## THE TASK
Reproduce every line, starting at the one that contains "of the traffic" and ending at the last line of the data, exactly as it stands; pictures are omitted.

------------------------------------

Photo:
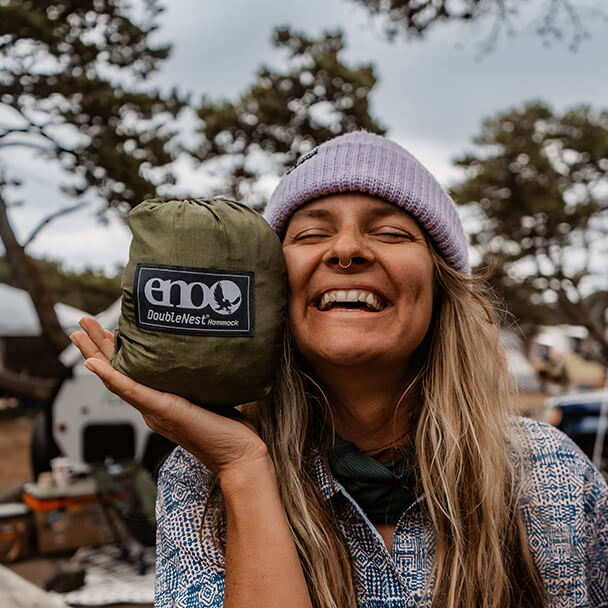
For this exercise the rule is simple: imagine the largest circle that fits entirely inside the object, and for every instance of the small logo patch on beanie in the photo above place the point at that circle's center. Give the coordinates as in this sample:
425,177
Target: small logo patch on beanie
302,159
194,301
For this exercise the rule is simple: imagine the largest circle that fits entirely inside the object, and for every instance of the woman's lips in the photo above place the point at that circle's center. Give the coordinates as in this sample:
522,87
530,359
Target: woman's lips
351,299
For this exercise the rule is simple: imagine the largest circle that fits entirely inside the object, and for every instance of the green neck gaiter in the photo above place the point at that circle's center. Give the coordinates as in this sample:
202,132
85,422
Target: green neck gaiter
383,491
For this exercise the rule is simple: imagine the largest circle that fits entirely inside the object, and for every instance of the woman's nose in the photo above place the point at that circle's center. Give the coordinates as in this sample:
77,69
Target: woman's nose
349,250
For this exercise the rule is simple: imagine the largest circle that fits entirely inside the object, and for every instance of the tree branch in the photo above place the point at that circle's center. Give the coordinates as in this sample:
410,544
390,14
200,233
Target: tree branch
30,278
50,218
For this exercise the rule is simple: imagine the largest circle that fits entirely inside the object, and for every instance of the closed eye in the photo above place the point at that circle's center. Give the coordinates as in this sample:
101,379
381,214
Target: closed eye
310,235
394,235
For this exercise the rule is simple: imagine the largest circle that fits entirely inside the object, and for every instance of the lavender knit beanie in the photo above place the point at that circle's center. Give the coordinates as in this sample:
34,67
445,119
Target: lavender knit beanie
364,162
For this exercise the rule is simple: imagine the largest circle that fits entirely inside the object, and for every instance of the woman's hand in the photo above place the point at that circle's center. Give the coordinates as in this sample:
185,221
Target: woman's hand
223,444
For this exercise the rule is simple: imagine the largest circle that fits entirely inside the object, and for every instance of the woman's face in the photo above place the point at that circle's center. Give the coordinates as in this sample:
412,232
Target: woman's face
377,310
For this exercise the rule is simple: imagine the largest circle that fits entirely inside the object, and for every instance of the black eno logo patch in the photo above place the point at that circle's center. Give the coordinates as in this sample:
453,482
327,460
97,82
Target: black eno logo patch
198,301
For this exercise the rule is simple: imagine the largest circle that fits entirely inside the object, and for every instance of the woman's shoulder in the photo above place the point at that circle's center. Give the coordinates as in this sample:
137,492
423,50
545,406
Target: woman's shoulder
183,477
547,444
555,462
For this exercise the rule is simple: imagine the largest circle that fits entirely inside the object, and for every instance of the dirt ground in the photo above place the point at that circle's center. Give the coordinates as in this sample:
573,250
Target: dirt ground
15,470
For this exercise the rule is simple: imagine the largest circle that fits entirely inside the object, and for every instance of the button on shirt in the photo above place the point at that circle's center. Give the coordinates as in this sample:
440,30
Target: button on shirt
566,517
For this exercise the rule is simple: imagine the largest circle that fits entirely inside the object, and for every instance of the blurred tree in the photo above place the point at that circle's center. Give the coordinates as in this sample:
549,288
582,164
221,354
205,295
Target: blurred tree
556,20
90,290
285,114
538,186
63,65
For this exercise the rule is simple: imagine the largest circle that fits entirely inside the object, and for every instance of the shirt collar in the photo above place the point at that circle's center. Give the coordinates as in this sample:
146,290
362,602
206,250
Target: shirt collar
328,486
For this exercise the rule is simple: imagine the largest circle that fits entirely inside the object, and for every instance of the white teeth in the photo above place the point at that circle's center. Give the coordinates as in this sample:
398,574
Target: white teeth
352,295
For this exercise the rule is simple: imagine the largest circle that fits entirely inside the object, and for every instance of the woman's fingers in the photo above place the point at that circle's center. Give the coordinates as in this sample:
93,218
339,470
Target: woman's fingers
94,341
138,395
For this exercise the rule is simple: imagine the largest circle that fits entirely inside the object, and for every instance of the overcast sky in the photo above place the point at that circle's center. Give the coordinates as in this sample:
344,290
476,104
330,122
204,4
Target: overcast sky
431,95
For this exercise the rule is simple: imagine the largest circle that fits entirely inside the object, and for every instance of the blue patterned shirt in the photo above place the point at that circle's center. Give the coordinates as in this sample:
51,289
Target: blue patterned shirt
566,519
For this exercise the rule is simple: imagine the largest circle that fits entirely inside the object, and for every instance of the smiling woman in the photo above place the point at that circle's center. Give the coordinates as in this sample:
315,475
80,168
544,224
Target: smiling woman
385,468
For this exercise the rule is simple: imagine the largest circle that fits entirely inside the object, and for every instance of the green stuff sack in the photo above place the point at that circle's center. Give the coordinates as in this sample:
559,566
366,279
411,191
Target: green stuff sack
204,301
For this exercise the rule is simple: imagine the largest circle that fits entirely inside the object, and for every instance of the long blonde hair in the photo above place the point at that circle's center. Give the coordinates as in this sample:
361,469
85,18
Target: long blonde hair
469,467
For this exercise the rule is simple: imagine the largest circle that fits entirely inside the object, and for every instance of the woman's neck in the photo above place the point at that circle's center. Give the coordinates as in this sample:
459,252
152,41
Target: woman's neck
370,410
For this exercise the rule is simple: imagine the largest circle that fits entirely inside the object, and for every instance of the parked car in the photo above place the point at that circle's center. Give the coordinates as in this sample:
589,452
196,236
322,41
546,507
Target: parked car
578,415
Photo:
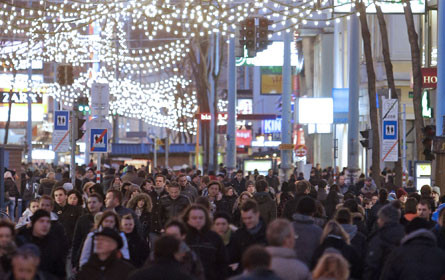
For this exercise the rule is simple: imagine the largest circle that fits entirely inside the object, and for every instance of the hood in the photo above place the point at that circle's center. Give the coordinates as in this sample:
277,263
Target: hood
350,229
262,197
423,236
302,219
281,252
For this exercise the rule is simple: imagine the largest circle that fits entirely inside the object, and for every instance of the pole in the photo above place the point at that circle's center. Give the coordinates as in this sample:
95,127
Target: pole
354,88
440,92
404,142
99,164
2,178
286,124
73,145
29,123
231,119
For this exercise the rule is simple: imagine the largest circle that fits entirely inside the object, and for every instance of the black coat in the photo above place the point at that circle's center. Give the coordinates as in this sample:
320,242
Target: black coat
157,223
243,239
172,208
53,250
68,216
166,269
347,251
83,226
210,248
138,248
381,244
110,269
417,258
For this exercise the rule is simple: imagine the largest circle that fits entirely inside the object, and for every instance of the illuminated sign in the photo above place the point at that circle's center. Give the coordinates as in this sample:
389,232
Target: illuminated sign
271,126
388,6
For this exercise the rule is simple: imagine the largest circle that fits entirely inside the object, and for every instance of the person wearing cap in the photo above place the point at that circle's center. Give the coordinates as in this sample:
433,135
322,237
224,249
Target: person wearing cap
104,262
53,250
25,265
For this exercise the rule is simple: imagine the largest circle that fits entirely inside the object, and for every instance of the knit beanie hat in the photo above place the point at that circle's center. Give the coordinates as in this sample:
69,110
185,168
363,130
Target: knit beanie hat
39,214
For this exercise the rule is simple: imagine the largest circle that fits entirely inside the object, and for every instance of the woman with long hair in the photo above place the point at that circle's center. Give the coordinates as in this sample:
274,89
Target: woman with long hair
107,219
141,204
206,243
334,236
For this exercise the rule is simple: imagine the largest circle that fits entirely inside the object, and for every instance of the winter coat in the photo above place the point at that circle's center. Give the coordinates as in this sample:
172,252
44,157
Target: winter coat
358,239
11,188
110,269
88,248
157,224
138,248
53,250
244,238
68,216
417,258
285,264
239,186
83,226
267,206
163,269
172,208
381,244
347,251
210,248
307,237
46,186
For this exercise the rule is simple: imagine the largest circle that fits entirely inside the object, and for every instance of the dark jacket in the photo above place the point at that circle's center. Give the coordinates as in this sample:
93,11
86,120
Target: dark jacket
110,269
68,216
244,238
46,186
53,250
210,248
156,218
84,225
239,186
347,251
138,248
381,244
307,237
358,239
164,269
417,258
11,188
172,208
267,206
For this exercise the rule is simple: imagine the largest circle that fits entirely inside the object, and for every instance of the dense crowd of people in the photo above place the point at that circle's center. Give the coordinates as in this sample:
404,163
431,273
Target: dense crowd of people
187,225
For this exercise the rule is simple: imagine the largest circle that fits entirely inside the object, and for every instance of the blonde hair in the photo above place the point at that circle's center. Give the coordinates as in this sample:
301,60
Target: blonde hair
331,266
334,228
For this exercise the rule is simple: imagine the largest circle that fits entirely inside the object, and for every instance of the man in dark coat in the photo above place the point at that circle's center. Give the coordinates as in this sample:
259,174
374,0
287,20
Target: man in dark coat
68,214
53,251
165,265
252,232
83,226
104,263
383,241
174,203
418,257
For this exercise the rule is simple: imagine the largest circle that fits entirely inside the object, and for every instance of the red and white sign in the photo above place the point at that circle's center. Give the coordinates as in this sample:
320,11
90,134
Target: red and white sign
429,77
301,150
243,137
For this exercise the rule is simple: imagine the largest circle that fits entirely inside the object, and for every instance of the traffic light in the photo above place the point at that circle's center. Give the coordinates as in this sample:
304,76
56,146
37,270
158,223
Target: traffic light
248,36
429,132
79,130
367,139
65,75
263,33
82,105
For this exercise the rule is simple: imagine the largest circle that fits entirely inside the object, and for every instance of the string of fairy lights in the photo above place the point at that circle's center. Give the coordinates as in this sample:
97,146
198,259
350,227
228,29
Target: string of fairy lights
84,32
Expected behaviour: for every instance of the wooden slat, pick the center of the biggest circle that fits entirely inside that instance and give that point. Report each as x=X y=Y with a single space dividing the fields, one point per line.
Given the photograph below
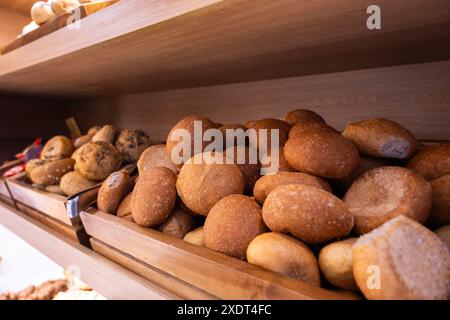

------------------------------------

## WRITTEN ANSWER
For this exercise the rule is simple: imagine the largest circle that fits entirely inside the object, and for every instance of the traffic light in the photo above place the point at that circle's center. Give the coordinates as in this sample:
304,76
56,146
37,270
158,223
Target: traffic light
248,36
429,132
79,130
367,139
65,75
263,33
82,105
For this exercise the rule is simple: imagine the largest circle that fits entirely inside the object, and for every instance of the string of fairy lights in the photo above place the point at that circle's center. Give the coordinates as in this sample:
97,146
198,259
350,227
228,29
Target: string of fairy lights
84,32
Expected behaviour: for every instance of the wooden slat, pick the center of the biggest circle that fits entirely inside that instance and give that point. Report each as x=X y=Y with a single space dividing the fields, one point per line.
Given the photograph below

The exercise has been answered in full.